Aim of the exercise | Copy out all the entries exactly.

--------

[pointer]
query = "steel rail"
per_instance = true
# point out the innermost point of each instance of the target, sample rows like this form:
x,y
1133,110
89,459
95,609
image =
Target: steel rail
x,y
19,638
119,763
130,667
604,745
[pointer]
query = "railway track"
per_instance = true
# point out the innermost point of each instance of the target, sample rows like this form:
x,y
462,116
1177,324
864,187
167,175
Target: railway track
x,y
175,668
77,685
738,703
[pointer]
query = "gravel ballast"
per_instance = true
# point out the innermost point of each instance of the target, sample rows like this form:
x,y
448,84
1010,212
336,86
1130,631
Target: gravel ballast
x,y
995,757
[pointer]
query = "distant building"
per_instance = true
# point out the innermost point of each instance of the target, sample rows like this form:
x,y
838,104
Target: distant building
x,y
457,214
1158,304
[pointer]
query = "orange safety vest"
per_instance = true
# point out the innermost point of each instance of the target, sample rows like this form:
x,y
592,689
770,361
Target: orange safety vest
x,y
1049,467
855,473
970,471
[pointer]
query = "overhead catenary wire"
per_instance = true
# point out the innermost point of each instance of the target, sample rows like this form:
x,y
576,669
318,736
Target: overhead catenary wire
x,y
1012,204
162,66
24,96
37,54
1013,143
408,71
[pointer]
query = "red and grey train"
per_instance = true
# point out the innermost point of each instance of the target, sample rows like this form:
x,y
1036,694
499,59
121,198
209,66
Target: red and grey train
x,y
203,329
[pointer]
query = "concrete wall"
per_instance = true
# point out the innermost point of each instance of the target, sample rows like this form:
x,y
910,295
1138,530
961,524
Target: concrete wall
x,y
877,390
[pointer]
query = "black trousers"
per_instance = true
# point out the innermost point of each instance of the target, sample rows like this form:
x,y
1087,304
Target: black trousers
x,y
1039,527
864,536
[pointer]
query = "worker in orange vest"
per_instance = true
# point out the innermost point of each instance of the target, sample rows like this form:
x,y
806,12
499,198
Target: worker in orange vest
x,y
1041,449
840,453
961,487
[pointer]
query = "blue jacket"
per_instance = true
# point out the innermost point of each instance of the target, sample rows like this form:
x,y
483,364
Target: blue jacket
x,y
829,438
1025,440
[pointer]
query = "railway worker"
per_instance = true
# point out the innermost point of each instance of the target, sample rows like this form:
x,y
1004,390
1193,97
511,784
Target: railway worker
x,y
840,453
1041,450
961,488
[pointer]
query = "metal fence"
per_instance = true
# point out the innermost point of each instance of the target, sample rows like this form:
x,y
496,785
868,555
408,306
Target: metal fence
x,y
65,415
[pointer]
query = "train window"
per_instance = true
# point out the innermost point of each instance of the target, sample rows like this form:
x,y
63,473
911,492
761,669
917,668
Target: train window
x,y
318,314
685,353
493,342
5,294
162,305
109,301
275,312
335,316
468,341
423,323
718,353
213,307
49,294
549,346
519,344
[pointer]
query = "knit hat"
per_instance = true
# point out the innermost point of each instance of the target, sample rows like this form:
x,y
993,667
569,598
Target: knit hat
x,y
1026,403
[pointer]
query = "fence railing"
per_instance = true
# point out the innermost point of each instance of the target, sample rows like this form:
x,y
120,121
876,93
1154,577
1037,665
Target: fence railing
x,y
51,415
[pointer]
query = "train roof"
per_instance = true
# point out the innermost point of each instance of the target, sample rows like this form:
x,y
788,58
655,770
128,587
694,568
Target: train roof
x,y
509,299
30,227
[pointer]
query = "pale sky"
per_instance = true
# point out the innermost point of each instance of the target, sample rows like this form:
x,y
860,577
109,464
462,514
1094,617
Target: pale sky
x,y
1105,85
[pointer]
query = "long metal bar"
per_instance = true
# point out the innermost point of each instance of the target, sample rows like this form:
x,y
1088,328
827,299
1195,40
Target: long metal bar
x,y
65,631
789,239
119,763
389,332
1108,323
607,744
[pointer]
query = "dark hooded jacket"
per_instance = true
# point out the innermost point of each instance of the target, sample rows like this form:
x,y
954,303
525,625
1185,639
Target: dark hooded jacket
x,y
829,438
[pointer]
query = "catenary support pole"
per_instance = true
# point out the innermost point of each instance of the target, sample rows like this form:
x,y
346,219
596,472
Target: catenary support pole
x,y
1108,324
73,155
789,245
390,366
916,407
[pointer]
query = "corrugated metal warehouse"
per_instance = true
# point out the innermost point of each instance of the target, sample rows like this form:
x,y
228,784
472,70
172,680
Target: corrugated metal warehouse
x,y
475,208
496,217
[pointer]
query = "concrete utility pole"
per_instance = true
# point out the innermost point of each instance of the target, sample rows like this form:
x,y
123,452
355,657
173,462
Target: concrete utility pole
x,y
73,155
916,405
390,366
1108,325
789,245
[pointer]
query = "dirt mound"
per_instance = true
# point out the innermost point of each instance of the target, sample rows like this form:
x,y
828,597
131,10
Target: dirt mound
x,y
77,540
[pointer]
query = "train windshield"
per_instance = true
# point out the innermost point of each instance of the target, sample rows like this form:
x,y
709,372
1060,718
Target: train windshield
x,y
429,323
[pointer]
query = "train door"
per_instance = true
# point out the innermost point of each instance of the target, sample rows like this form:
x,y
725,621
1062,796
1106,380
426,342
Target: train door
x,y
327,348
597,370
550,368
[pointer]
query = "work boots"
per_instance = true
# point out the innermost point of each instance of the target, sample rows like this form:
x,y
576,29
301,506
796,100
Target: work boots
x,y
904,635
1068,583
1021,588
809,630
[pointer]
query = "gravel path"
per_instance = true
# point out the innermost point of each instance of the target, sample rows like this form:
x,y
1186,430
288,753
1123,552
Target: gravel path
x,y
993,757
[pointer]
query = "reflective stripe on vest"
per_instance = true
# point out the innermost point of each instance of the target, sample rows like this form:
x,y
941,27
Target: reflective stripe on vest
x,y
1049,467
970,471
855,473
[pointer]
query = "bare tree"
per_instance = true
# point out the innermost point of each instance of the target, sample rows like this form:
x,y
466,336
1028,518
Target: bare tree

--------

Solution |
[pointer]
query = "steel rail"
per_instance = true
# point out the innermost point of each instance of the target, sample rows like this form:
x,y
1133,110
89,459
95,609
image =
Target: steel rail
x,y
19,638
119,763
130,667
604,745
[pointer]
query = "railway track"
per_instance = true
# point out the innermost point of each instance of the target, sample rows like this form:
x,y
462,116
1177,324
864,187
167,175
Target: railway track
x,y
175,668
77,685
738,703
[pointer]
query = "gravel ballast"
per_instance = true
# point out the innermost point of each instance of the target, sample rows like this form:
x,y
448,84
1010,212
336,86
1130,631
Target: gravel ballast
x,y
995,757
[pointer]
query = "distant building"
per_instance = true
# point out the innermost point of each instance of the target, sample rows like this form:
x,y
838,104
Target: distant building
x,y
457,214
1158,304
[pointer]
query = "orange safety vest"
per_instance = true
# point out the innermost point of each instance of the target, sample rows like this form:
x,y
592,689
770,361
Target: orange safety vest
x,y
1049,467
855,473
970,471
[pointer]
query = "overhead catenary wire"
per_instance = true
# point out the innermost point of each instance of the target, sample rows like this form:
x,y
576,669
318,736
Target: overhead catenary wire
x,y
1012,204
162,66
24,96
37,54
1013,143
408,71
[pointer]
query = "red and grey train"
per_instance = true
# point out the innermost point of each instance of the target, sample rows like this form:
x,y
1036,694
499,59
121,198
209,66
Target: red and grey train
x,y
203,329
[pointer]
query = "concrete wall"
per_instance = true
# point out the innermost point of each instance of the target, sample rows like this form:
x,y
910,295
1138,530
961,524
Target: concrete wall
x,y
877,390
[pointer]
query = "black trousers"
per_instance = true
# point out the innermost point of each instance of the target, sample rows like this form:
x,y
1087,304
Target: black trousers
x,y
1039,527
864,536
[pointer]
query = "worker in orange vest"
per_instance = true
# point out the innermost point of each instance of the target, sample rows like this form:
x,y
806,12
499,198
Target: worker in orange vest
x,y
1041,449
840,453
961,487
[pointer]
query = "blue jacket"
per_instance = true
# point out the innermost point of each instance of the target, sample rows like this form:
x,y
483,364
Target: blue jacket
x,y
829,438
1025,440
[pointer]
query = "railway worker"
per_instance = true
# point out the innermost point of each instance of the target, sample rows like this form:
x,y
1004,390
1193,97
511,784
Target: railway worker
x,y
840,453
1041,450
961,488
[pointer]
query = "metal fence"
per_instance = true
# point out the innermost point of each instance of the target, sample rows like this form:
x,y
496,785
868,555
408,306
Target: metal fence
x,y
65,415
[pointer]
query = "train window"
per_instance = true
# point out the innermost point of each instance of the target, sample rows like this form:
x,y
63,473
911,492
761,669
917,668
Target: train window
x,y
318,314
685,353
493,342
5,294
162,305
109,301
275,312
335,316
468,341
423,323
718,353
213,307
49,294
549,346
519,344
[pointer]
query = "knit hat"
per_instance = true
# point out the innermost point of each instance of the target, sample rows like this form:
x,y
993,667
569,598
Target: knit hat
x,y
1026,403
[pointer]
query = "fence railing"
per_instance = true
# point out the innermost point of each instance of the target, sample rows like this form:
x,y
120,121
876,93
1154,577
1037,665
Target: fence railing
x,y
51,415
[pointer]
query = "train roof"
per_instance = true
# point out the innermost point of each instance of the target, sample rows like this form:
x,y
788,58
655,770
128,587
694,568
Target: train roof
x,y
509,299
30,227
[pointer]
query = "pale sky"
per_instance = true
# point out the innermost point of each instance of the target, sample rows like this form:
x,y
860,577
109,464
462,514
1094,617
Target: pale sky
x,y
1105,85
[pointer]
query = "long metal bar"
per_instance = true
# point out the innermost point of each instance of the target, sample rows like this form:
x,y
1088,328
827,299
1195,40
Target: long metal bar
x,y
65,631
789,239
119,763
389,332
1108,323
607,744
[pointer]
query = "dark hooded jacket"
per_instance = true
# point out the innermost point of each instance of the target, sample rows like this form:
x,y
954,303
525,625
1185,639
Target: dark hooded jacket
x,y
829,438
[pointer]
query = "catenary support pole"
per_instance = true
# point out the innermost point of each instance of the target, sample rows like this form:
x,y
346,219
596,472
Target: catenary support pole
x,y
1108,324
73,155
789,245
390,366
916,407
[pointer]
query = "corrugated metal warehouse"
per_instance = true
# point out the innermost point of each instance of the target, sample rows like this form:
x,y
228,784
472,70
172,680
Target: corrugated metal warehouse
x,y
475,208
496,217
[pointer]
query = "concrete utility pole"
per_instance = true
# point out the innermost point of each instance of the target, sample rows like this form:
x,y
123,452
355,657
173,462
Target: concrete utility pole
x,y
73,155
916,405
390,366
1108,325
789,245
[pointer]
query = "dirt mound"
per_instance = true
# point out the innermost point of each instance of the target, sample rows like this form:
x,y
828,597
131,10
Target: dirt mound
x,y
77,540
[pointer]
query = "train windshield"
per_instance = true
# point out the innermost point of each instance of the target, sample rows like this form:
x,y
709,372
1060,718
Target: train windshield
x,y
429,323
[pointer]
query = "train door"
per_instance = true
# point out the innermost point of each instance of the target, sample rows like this form:
x,y
725,621
1062,796
1106,380
426,342
Target: train door
x,y
327,348
597,370
550,368
[pointer]
query = "work boots"
per_instance = true
# point out the innermost point of each instance of the target, sample rows like this form:
x,y
576,29
301,506
796,100
Target: work boots
x,y
904,635
1068,583
1021,588
809,630
[pointer]
query = "gravel path"
per_instance = true
# point out the innermost point of each instance of the target, sample rows like this form:
x,y
1186,430
288,753
1123,552
Target: gravel path
x,y
993,757
[pointer]
query = "reflective stripe on vest"
per_instance = true
# point out the innermost point of each instance of the target, sample rows like this form:
x,y
941,27
Target: reflective stripe on vest
x,y
1049,467
970,471
855,473
[pointer]
query = "bare tree"
per_instance = true
# point out the innermost point of each instance of the target, sample rows like this form:
x,y
466,336
1028,518
Target: bare tree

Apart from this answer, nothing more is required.